Problem to solve
Can you write these items out again, replacing "positive clicks" with "foreground clicks" everywhere it occurs and leaving everything else unchanged?

BEGIN Source material

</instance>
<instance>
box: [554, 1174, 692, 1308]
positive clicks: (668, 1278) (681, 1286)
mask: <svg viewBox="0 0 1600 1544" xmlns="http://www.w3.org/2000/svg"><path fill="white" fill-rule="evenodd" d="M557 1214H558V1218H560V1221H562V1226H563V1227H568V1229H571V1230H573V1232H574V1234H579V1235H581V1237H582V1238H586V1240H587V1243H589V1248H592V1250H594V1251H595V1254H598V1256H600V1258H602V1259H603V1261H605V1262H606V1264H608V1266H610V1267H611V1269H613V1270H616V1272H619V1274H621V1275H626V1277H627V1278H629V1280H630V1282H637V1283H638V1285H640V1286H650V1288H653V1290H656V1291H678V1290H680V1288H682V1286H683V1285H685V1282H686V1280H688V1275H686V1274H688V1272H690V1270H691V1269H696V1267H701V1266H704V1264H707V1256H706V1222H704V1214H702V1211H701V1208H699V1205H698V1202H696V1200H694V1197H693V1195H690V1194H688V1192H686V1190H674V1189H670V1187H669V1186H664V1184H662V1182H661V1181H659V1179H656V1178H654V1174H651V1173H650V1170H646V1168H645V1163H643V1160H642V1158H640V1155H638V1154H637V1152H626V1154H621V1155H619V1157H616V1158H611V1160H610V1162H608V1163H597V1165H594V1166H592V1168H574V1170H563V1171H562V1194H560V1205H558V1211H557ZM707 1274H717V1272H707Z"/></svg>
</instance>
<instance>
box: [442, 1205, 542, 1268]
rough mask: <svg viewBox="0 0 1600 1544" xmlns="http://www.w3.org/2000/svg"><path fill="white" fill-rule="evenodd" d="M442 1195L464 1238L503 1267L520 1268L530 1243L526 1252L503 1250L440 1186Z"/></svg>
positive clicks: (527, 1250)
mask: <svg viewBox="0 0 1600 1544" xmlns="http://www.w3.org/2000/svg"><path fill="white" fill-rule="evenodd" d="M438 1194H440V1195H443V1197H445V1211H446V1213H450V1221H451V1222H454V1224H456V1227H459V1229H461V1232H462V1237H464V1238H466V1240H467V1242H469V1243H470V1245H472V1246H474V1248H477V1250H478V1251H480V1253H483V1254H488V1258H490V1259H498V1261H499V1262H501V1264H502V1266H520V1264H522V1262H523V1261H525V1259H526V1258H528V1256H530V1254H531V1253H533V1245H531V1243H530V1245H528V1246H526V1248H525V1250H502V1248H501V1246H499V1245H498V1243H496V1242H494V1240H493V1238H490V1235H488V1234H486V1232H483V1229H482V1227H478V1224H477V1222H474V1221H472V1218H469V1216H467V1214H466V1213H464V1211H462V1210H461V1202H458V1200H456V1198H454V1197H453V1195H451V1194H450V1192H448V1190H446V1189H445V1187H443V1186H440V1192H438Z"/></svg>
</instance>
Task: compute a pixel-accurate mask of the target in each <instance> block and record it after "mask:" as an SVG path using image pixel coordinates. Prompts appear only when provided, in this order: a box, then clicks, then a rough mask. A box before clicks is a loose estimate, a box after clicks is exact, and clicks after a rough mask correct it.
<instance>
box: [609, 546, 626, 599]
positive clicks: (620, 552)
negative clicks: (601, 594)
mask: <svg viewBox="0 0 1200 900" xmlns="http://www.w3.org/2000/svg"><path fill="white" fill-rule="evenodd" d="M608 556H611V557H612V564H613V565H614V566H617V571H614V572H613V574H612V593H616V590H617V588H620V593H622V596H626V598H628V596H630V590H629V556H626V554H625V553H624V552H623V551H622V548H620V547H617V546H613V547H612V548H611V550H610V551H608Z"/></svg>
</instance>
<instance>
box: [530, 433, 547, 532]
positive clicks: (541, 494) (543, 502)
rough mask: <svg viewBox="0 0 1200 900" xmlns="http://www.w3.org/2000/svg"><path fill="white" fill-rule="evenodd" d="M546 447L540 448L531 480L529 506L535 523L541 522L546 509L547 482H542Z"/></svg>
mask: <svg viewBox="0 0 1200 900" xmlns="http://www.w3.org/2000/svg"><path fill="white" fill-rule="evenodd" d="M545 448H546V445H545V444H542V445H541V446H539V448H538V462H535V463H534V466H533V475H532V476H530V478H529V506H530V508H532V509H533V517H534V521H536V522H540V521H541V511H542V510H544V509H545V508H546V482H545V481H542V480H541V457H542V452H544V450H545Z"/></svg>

END Source material

Task result
</instance>
<instance>
box: [554, 1174, 692, 1308]
foreground clicks: (668, 1278) (681, 1286)
mask: <svg viewBox="0 0 1600 1544" xmlns="http://www.w3.org/2000/svg"><path fill="white" fill-rule="evenodd" d="M557 1214H558V1218H560V1221H562V1226H563V1227H568V1229H571V1230H573V1232H574V1234H579V1235H581V1237H582V1238H586V1240H587V1243H589V1248H592V1250H594V1251H595V1254H598V1256H600V1258H602V1259H603V1261H605V1262H606V1264H608V1266H610V1267H611V1269H613V1270H616V1272H619V1274H621V1275H626V1277H627V1278H629V1280H630V1282H637V1283H638V1285H640V1286H650V1288H653V1290H656V1291H678V1290H680V1288H682V1286H683V1285H685V1282H686V1280H688V1275H686V1274H688V1272H690V1270H691V1269H696V1267H701V1266H704V1264H707V1256H706V1222H704V1214H702V1211H701V1208H699V1205H698V1202H696V1200H694V1197H693V1195H690V1194H688V1192H686V1190H674V1189H670V1187H669V1186H664V1184H662V1182H661V1181H659V1179H656V1178H654V1174H651V1173H650V1170H646V1168H645V1163H643V1160H642V1158H640V1155H638V1154H637V1152H626V1154H621V1155H619V1157H616V1158H611V1160H610V1162H608V1163H597V1165H594V1166H592V1168H574V1170H563V1171H562V1194H560V1205H558V1211H557ZM707 1274H717V1272H707Z"/></svg>
</instance>
<instance>
box: [442, 1205, 542, 1268]
rough mask: <svg viewBox="0 0 1600 1544" xmlns="http://www.w3.org/2000/svg"><path fill="white" fill-rule="evenodd" d="M442 1195L464 1238L503 1267L520 1268L530 1243L526 1252L503 1250L440 1186Z"/></svg>
foreground clicks: (527, 1250)
mask: <svg viewBox="0 0 1600 1544" xmlns="http://www.w3.org/2000/svg"><path fill="white" fill-rule="evenodd" d="M438 1194H440V1195H443V1197H445V1211H446V1213H450V1221H451V1222H454V1224H456V1227H459V1229H461V1232H462V1237H464V1238H466V1240H467V1242H469V1243H470V1245H472V1246H474V1248H477V1250H478V1251H480V1253H483V1254H488V1258H490V1259H498V1261H499V1262H501V1264H502V1266H520V1264H522V1262H523V1261H525V1259H526V1258H528V1256H530V1254H531V1253H533V1245H531V1243H530V1245H528V1246H526V1248H525V1250H502V1248H501V1246H499V1245H498V1243H496V1242H494V1240H493V1238H490V1235H488V1234H486V1232H483V1229H482V1227H478V1224H477V1222H474V1221H472V1218H469V1216H467V1214H466V1213H464V1211H462V1210H461V1202H458V1200H456V1198H454V1197H453V1195H451V1194H450V1192H448V1190H446V1189H445V1187H443V1186H440V1192H438Z"/></svg>
</instance>
Task: compute a pixel-accurate mask of the target in each <instance> block and record it after "mask:" as an SVG path using image pixel coordinates. Prompts appear only when provided, in this order: a box, then clicks, then a rough mask. A box before clicks is a loose estimate, a box after clicks is exact, and clicks after a rough mask correct it.
<instance>
box: [609, 546, 626, 599]
foreground clicks: (620, 552)
negative clicks: (601, 594)
mask: <svg viewBox="0 0 1200 900" xmlns="http://www.w3.org/2000/svg"><path fill="white" fill-rule="evenodd" d="M608 556H611V557H612V564H613V565H614V566H617V571H614V572H613V574H612V593H616V590H617V588H620V593H622V596H626V598H628V596H630V590H629V556H626V554H625V553H624V552H623V551H622V548H620V547H617V546H613V547H612V548H611V550H610V551H608Z"/></svg>
</instance>
<instance>
box: [530, 433, 547, 532]
foreground clicks: (541, 494) (543, 502)
rough mask: <svg viewBox="0 0 1200 900" xmlns="http://www.w3.org/2000/svg"><path fill="white" fill-rule="evenodd" d="M546 447L540 448L531 480L529 506L535 523L541 522L546 509L547 482H542Z"/></svg>
mask: <svg viewBox="0 0 1200 900" xmlns="http://www.w3.org/2000/svg"><path fill="white" fill-rule="evenodd" d="M545 448H546V445H545V444H542V445H541V446H539V448H538V462H535V463H534V466H533V475H532V476H530V478H529V506H530V508H532V509H533V517H534V521H536V522H540V521H541V511H542V510H544V509H545V508H546V482H545V481H542V480H541V457H542V452H544V450H545Z"/></svg>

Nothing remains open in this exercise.